Good English teachers will often caution their students to maintain a consistent point of view and tone in their writing, but at least one of those elements went by the wayside in the screenplay by Dan and Stacy Chariton. The point of view isn’t a problem—that is resolutely Linda’s, despite the really odd bookending narration which seems ported over from a bus and truck version of Bridget Jones's Diary. The problem here is tone. Is The English Teacher supposed to be a farce? It would seem so, especially after Linda and Jason become intimate, and most especially with regard to the over the top drama teacher Carl Kapinas (Nathan Lane), who himself seems to be a long lost cousin of Corky St. Clair (hmmm. . . .St. Clair, Sinclair—mere coincidence?) from Waiting for Guffman. But there’s a downright smarmy quality to a lot of this film that undercuts any comedic edge. Note for example how when Jason gets a late night phone call from Linda congratulating him on the brilliance of his play how his free hand is resolutely stuffed down the front of his tighty whiteys—and, no, that is not a typo.

In fact The English Teacher engages in at least as much melodrama as it does in its supposed humor, leading to a weirdly unbalanced feel for most of the film. While the humor is occasionally wryly amusing—Sinclair “grades” her dates with little superimposed comments the viewer can see (screenshot 3 of “guest date” John Hodgman shows what this technique looks like)—but a lot of it is frankly flat and uninvolving. The drama, on the other hand, is of the potboiler variety. Jason is at war with his doctor father (Greg Kinnear), a man who wants Jason to give up his failed dream of writing and pursue a more “respectable” career. And Linda and Carl are at war with the school administrators, both of whom feel Jason’s very dark play is not the sort of thing a high school should be presenting.

It’s perhaps indicative of the misfire that The English Teacher largely is that some of the ostensible dramatic elements are those which really should have been mined for comedy. Jason’s play just seems to be a weird surreal mishmash of ideas and techniques (including everything from a vicious Irish mother to a—and, no, this is not a typo—a Moth Queen who emerges from a cocoon late in the proceedings), but instead of going for the gusto with absurd depictions of all of this silliness, this part of the film is mostly played straight.
::::::::::
#### Exercise 1:
According to the review of The English Teacher, who plays the drama teacher Carl Kapinas?
#### Exercise 2:
Transcribe the review of The English Teacher from "In fact The" up to and including "should be presenting.".
#### Exercise 3:
Write the next part of the review of The English Teacher, picking up right after its final sentence.

#### Extracted information:
::::::::::
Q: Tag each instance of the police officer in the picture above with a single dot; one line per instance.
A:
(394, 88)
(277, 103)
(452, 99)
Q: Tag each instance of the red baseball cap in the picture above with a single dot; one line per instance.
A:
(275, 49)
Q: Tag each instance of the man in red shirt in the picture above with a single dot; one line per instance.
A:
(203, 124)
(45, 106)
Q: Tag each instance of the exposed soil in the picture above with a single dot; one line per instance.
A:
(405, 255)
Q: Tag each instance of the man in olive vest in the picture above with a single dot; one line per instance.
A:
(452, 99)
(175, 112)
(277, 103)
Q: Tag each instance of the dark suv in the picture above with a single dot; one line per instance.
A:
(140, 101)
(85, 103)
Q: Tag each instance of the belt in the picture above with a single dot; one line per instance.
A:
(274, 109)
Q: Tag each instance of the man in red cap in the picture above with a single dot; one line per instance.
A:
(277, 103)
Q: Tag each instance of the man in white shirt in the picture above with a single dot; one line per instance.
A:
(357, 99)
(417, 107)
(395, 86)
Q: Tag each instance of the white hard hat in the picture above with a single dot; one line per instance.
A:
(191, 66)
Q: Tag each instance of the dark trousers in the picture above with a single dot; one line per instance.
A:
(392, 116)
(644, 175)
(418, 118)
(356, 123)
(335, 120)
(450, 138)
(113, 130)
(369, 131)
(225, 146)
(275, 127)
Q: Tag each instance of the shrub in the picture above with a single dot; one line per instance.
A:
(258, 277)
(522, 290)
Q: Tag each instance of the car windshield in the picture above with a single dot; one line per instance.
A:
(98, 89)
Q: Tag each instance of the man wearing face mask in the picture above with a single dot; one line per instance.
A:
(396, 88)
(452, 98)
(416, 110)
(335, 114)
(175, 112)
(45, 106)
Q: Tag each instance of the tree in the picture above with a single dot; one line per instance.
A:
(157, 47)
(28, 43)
::::::::::
#### Task response 1:
Nathan Lane

#### Task response 2:
In fact The English Teacher engages in at least as much melodrama as it does in its supposed humor, leading to a weirdly unbalanced feel for most of the film. While the humor is occasionally wryly amusing—Sinclair “grades” her dates with little superimposed comments the viewer can see (screenshot 3 of “guest date” John Hodgman shows what this technique looks like)—but a lot of it is frankly flat and uninvolving. The drama, on the other hand, is of the potboiler variety. Jason is at war with his doctor father (Greg Kinnear), a man who wants Jason to give up his failed dream of writing and pursue a more “respectable” career. And Linda and Carl are at war with the school administrators, both of whom feel Jason’s very dark play is not the sort of thing a high school should be presenting.

#### Task response 3:
If there’s a saving grace to be had here, it comes courtesy of a game cast that tries the best it can to bring this often turgid material to life. Moore is effectively “de-glammed”, playing a dowdy middle aged woman who becomes unwisely involved with her former student and quickly turns into a scheming jealous lover when Jason turns his affections to the young ingénue (played by Lily Collins) in the cast. Angarano continues to impress with every new film he’s in. I recently called his performance in Empire State as the best thing in that film. If he’s not quite as distinctive here, he’s working with a much less showy character, but he’s believable, both tough and vulnerable as is called for in various parts of the story. Sadly, both Kinnear and Lane are largely wasted. Kinnear’s part seems to be an afterthought of sorts, one that is especially ill used at the film’s supposed “feel good” finale. Lane is playing a parody of a parody, as if his Modern Family character Pepper Saltzman had ended up as a high school drama teacher in rural Pennsylvania. Director Craig Zisk, best known for his television work, doesn’t really shape the shapeless material much, but he at least catches some glorious views of autumnal hillsides, adding a little environmental color to what is otherwise a pretty pallid effort.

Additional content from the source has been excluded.